→ **WHAT THE TASK REQUIRES**
Look below for the line containing "# pick out the concrete" and the line containing "# pick out the wooden"; repeat exactly those two lines and all lines between them, and nothing else.

========================================================================

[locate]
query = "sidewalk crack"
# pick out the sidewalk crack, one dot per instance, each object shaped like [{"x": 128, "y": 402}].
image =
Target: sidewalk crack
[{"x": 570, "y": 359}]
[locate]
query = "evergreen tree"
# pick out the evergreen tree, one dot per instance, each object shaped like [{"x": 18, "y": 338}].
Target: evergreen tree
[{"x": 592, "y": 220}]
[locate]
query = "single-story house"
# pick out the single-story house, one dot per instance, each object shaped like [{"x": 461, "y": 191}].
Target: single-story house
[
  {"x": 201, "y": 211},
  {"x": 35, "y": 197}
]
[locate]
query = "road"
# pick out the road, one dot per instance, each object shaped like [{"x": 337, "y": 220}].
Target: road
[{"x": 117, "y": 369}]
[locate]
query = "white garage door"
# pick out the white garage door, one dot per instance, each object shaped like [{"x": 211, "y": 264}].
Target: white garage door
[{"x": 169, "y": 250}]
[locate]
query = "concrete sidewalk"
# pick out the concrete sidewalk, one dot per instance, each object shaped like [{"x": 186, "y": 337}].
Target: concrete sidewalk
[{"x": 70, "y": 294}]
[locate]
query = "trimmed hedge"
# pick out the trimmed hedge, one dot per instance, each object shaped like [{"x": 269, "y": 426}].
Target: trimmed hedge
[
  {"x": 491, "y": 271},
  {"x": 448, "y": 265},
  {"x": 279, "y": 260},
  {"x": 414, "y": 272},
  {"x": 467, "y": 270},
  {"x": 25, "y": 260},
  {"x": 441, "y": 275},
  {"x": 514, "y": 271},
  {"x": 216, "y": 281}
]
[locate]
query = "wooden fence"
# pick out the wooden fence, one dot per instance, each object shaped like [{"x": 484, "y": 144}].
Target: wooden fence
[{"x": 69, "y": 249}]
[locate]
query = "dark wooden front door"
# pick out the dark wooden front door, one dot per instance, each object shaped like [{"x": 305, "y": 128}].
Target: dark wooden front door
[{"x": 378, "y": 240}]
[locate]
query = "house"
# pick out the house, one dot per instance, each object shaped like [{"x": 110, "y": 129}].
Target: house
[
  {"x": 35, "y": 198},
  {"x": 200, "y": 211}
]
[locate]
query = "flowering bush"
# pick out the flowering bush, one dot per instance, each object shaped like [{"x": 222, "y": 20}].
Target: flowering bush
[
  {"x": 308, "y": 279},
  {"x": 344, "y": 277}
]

========================================================================

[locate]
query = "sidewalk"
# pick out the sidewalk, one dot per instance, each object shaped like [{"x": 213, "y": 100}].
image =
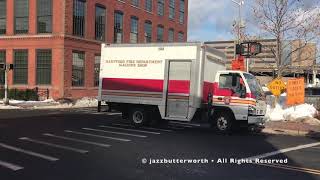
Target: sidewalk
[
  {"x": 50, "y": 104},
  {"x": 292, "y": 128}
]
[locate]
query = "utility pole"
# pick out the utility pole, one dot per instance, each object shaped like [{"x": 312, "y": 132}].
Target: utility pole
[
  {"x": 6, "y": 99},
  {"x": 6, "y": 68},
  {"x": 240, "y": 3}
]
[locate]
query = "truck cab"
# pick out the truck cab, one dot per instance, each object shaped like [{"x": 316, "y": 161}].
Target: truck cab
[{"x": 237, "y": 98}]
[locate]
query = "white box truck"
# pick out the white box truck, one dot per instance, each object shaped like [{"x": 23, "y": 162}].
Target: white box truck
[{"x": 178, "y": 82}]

========================================================================

→ **OUTPUT OF THE EXERCISE**
# pick out the concrete sidewalk, one dot per instance, each object shaped like [{"x": 186, "y": 337}].
Target: concrete sidewalk
[{"x": 70, "y": 294}]
[locate]
query = "trimmed hedge"
# pick out the trimmed hedge, one dot per instance, each object shaped like [{"x": 269, "y": 426}].
Target: trimmed hedge
[
  {"x": 491, "y": 271},
  {"x": 448, "y": 265},
  {"x": 279, "y": 260},
  {"x": 414, "y": 272},
  {"x": 467, "y": 270},
  {"x": 25, "y": 260},
  {"x": 441, "y": 275},
  {"x": 514, "y": 271},
  {"x": 216, "y": 281}
]
[locate]
query = "wooden fence"
# pick out the wooden fence, one dot per instance, each object shaped like [{"x": 484, "y": 144}].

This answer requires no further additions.